Briser les machines
"Au lieu d'adapter le monde des Hommes au monde des machines qu'ils ont construites, il reste encore la voie de détruire le monde des machines pour aller vers un nouveau monde des Hommes et de leur vrai milieu. Pour cela, il n'est nul besoin de produire une idéologie. Détruire ce qui nous nie et cesser d'agir contre notre milieu passe par le démontage de toutes les idéologies. Ne rien produire, c'est se libérer!" 1
Il existe une manière de concevoir l'histoire comme étant simplement celle de l'évolution technologique, présentée comme naturelle, inéluctable et neutre. Souvent, on va jusqu'à considérer ce progrès comme intrinsèquement bénéfique, malgré quelques effets indésirables, et quelques dangers, inhérents à toute avancée humaine. La vie contiendra toujours des risques. Ce point de vue, bien que partagé par une large part de la population actuelle, n'a pas toujours fait et ne fait toujours pas l'unanimité.
Dès le début de la révolution industrielle, les enjeux d'une utilisation élargie de la technique et des machines sont palpables. Comme décrit dans le texte La Domestication industrielle 2, les machines étaient utilisées au départ pour discipliner les travailleurs des usines. Celles-ci, construites sur le modèle des prisons qui leur sont contemporaines, se sont remplies de machines qui attaquaient frontalement l'autonomie des travailleurs.
“Un vaste mur d’enceinte vient les séparer de tout ce qui est extérieur au travail, et des vigiles sont chargés de refouler ceux qui au début trouvaient naturel de rendre visite à leurs infortunés amis.

--

> _CONSIGNES_
**A.** Dans le texte sur le bris des machines, recopiez le passage qui va de « Dès le début » à « leurs infortunés amis. » en remplaçant « travailleurs » par « ouvriers ».
**B.** Prolongez le texte sur le bris des machines en reprenant juste après sa dernière phrase.

> _DONNÉES_
--

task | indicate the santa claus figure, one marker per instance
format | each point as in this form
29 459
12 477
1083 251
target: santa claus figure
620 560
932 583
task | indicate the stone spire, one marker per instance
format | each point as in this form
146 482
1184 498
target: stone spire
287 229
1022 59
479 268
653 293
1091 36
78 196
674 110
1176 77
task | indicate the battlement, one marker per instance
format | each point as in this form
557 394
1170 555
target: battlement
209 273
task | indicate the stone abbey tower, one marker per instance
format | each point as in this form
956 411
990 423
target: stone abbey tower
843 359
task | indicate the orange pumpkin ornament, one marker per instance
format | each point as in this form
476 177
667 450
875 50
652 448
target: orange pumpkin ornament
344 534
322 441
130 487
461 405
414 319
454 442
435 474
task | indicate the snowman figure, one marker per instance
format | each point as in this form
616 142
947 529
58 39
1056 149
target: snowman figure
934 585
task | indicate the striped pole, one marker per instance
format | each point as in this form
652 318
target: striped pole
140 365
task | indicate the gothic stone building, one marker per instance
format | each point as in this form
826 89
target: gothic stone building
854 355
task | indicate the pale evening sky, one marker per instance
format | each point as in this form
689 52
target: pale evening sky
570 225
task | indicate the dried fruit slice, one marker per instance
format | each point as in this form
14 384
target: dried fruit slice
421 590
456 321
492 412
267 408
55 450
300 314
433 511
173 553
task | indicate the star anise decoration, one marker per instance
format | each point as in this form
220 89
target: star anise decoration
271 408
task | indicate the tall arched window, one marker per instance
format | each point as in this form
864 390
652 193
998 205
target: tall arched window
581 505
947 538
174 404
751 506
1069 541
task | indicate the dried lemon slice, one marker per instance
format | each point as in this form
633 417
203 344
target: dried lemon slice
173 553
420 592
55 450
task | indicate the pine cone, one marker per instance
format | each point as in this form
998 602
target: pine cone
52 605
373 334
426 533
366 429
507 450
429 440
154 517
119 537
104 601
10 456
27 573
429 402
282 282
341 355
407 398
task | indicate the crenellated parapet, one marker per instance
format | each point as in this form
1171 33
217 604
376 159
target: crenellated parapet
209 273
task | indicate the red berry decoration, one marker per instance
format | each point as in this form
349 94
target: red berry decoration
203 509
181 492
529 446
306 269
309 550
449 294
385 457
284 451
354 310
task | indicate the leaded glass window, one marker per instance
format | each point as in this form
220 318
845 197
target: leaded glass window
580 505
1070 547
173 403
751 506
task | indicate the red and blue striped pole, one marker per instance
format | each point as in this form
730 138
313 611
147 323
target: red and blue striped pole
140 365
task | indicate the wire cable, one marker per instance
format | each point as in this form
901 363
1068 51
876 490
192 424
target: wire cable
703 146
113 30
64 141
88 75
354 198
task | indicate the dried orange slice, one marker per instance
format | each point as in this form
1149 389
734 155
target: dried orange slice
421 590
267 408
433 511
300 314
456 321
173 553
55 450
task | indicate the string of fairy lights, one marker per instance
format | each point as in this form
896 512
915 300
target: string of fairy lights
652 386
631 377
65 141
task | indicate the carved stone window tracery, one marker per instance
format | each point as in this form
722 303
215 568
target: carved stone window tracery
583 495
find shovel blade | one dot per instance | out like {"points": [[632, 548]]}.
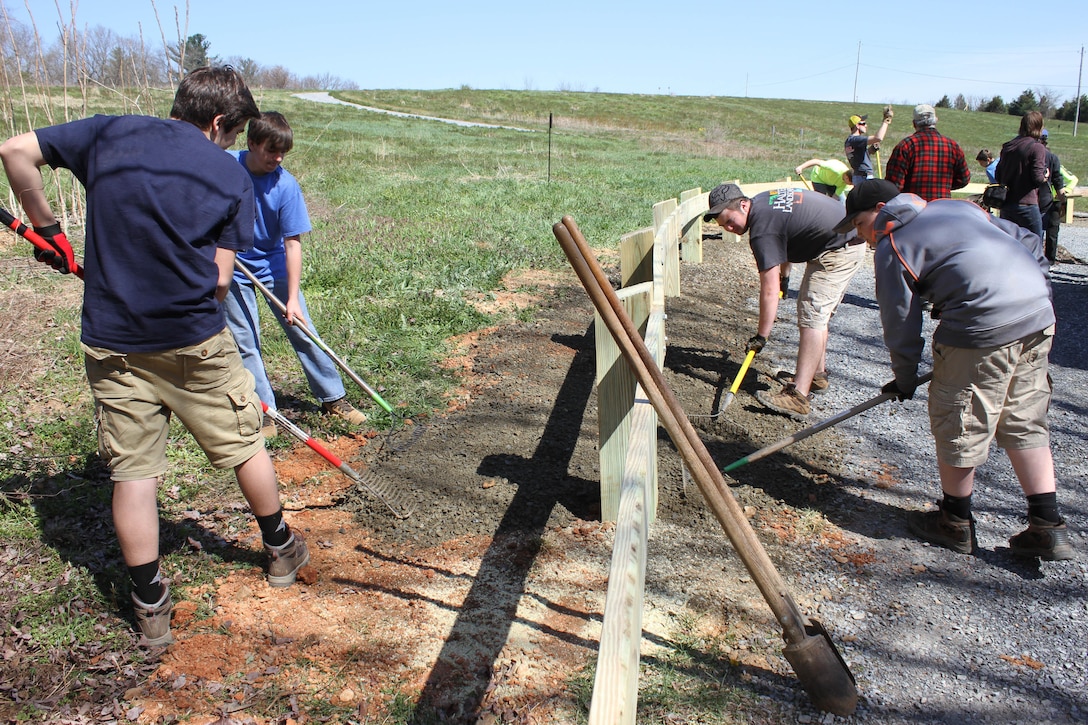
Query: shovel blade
{"points": [[823, 672]]}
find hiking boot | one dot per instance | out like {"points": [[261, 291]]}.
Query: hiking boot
{"points": [[787, 401], [818, 385], [943, 529], [285, 561], [153, 619], [1042, 539], [342, 408]]}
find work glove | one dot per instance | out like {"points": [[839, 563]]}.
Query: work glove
{"points": [[893, 389], [755, 344], [61, 257]]}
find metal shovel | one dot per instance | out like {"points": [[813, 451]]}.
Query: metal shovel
{"points": [[810, 651], [737, 384], [317, 341]]}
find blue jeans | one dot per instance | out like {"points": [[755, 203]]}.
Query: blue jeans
{"points": [[321, 372], [1026, 216]]}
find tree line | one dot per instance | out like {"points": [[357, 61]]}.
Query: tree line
{"points": [[99, 57], [1043, 101]]}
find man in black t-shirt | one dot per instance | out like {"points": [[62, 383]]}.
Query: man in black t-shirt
{"points": [[793, 225]]}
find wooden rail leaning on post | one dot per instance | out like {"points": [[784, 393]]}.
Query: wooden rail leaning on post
{"points": [[818, 665]]}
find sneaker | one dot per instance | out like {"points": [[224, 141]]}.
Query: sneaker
{"points": [[943, 529], [285, 561], [153, 619], [819, 380], [1042, 539], [787, 401], [342, 408]]}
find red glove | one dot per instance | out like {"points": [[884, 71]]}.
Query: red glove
{"points": [[61, 257]]}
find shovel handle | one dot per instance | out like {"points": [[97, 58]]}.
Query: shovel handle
{"points": [[312, 335], [705, 472], [801, 434], [14, 224]]}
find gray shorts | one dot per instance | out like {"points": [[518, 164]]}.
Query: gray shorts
{"points": [[825, 283], [205, 385], [993, 394]]}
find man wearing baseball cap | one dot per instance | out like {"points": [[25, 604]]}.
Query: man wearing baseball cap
{"points": [[793, 225], [860, 140], [990, 351], [926, 162]]}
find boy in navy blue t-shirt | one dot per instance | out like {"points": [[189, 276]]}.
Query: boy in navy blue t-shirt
{"points": [[167, 211]]}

--

> _RÉPONSES DE L'EXERCICE_
**A.**
Dès le début de la révolution industrielle, les enjeux d'une utilisation élargie de la technique et des machines sont palpables. Comme décrit dans le texte La Domestication industrielle 2, les machines étaient utilisées au départ pour discipliner les ouvriers des usines. Celles-ci, construites sur le modèle des prisons qui leur sont contemporaines, se sont remplies de machines qui attaquaient frontalement l'autonomie des ouvriers.
“Un vaste mur d’enceinte vient les séparer de tout ce qui est extérieur au travail, et des vigiles sont chargés de refouler ceux qui au début trouvaient naturel de rendre visite à leurs infortunés amis.

**B.**
A l’intérieur, des règlements draconiens avaient pour premier objet de civiliser les esclaves. En 1770, un écrivain avait projeté un nouveau plan pour produire des pauvres : la Maison de la Terreur, dont les habitants seraient maintenus au travail quatorze heures par jour, et tenus en main par la diète. Son idée ne précéda que de peu la réalité : une génération plus tard, la Maison de la Terreur s’appelait tout bêtement une usine. ” 2
Face à cette mise au rang des ouvriers, à l'augmentation de leur dépendance au travail, ainsi que la généralisation des cadences élevées, du quantitatif au lieu du qualitatif, les travailleurs pauvres ont répondu, en Angleterre tout d'abord, par la destruction des machines : le luddisme. Pratiqué au début du XIXème siècle, “le luddisme fut avant tout une guerre d’indépendance anticapitaliste, une « tentative de destruction de la nouvelle société » (Mathias).” 2
Cette pratique fut sévèrement réprimée par le gouvernement anglais, qui condamna à mort les plus actifs des destructeurs de machines. Mais des critiques furent aussi soulevées du côté des communistes qui trouvaient ces actes puérils. Leur point de vue était que les machines étaient neutres, qu'il suffisait que les ouvriers reprennent le contrôle sur les moyens de production pour se libérer de l'emprise patronale. “Prétendument arriérés, les luddites avaient du moins compris que les « instruments matériels de production » sont avant tout des instruments de domestication dont la forme n’est pas neutre, puisqu’elle garantit la hiérarchie et la dépendance.” 2
Plus récemment, au début des années 1980, le Comité de libération et de détournements d'ordinateurs (CLODO) avait pour but la destruction de moyens informatiques, considérés comme des instruments de répression et de contrôle. Plusieurs attentats lui sont attribués, souvent des incendies d'entreprises informatiques. Encore une fois, on peut reprocher à ce mouvement ses actions destructrices, toutefois rappelons-nous qu'il ne s'agit que de dommages matériels. Quel est l'impact sur nos vies de l'informatisation, de la robotisation, du fichage? Et que dire de l'exploitation des néo-prolos dans les bureaux et les open-spaces, où l'ennui et la morosité étouffent toute vitalité? Certes, l'informatique n'est pas complètement néfaste, l'internet a créé son lot de libertés, dont nous profitons en ce moment même. Mais tentons au-moins de ne pas être totalement fascinés par cette technologie, et d'en cerner les dangers et les inconvénients qu'elle entraîne. Interrogeons-nous notamment sur ce qu'on en fait, à quelle échelle et à quel prix.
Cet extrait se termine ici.